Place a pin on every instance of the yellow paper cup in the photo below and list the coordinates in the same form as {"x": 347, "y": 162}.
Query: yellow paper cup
---
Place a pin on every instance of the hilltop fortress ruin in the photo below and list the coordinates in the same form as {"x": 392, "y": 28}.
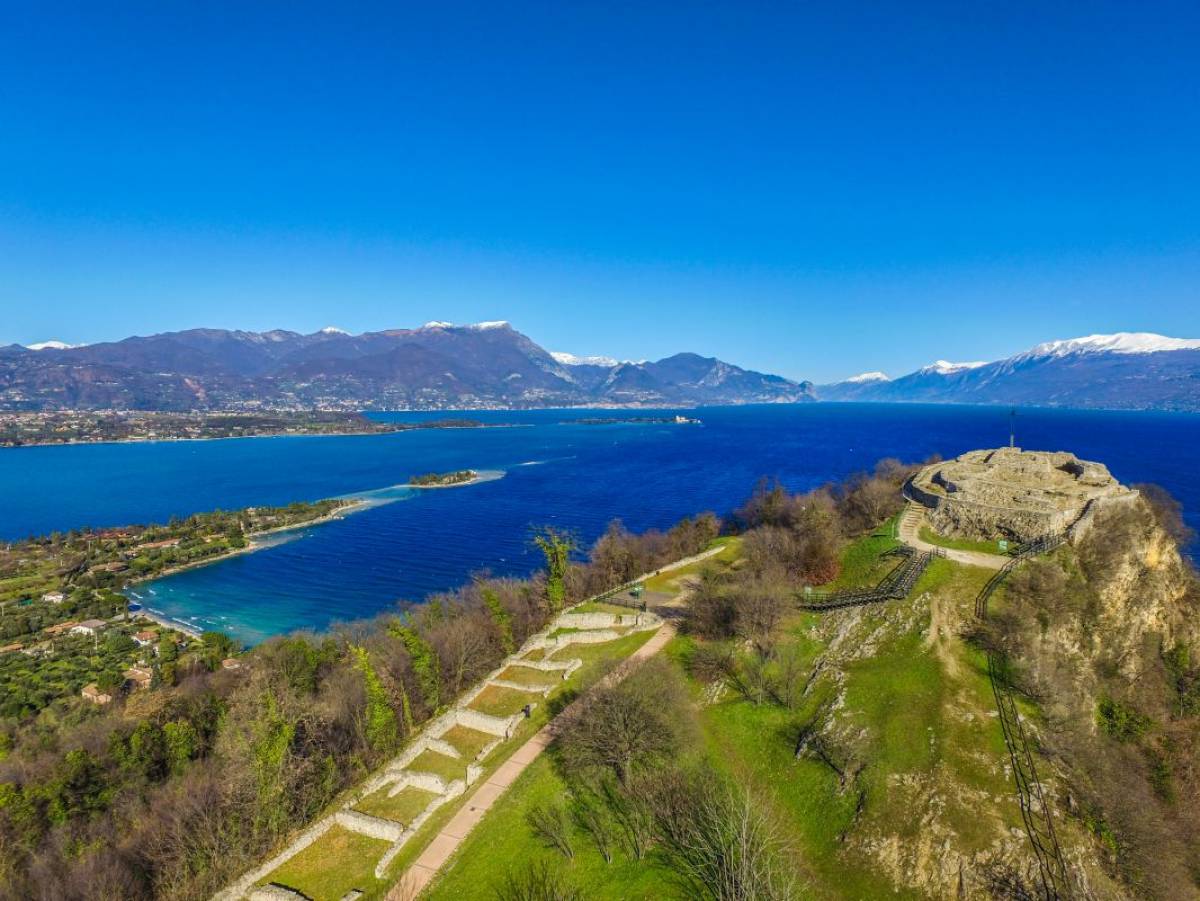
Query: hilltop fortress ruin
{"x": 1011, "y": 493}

EXERCISE PROMPT:
Here the output must be the lines above from the line with "Place a pin on every instance of the yellow" to the line with "Query: yellow paper cup", both included, duplicated word for word and nothing else.

RESPONSE TO THE EXERCISE:
Place a pin on every instance of the yellow paper cup in the photo below and list the coordinates in the same form as {"x": 347, "y": 162}.
Query: yellow paper cup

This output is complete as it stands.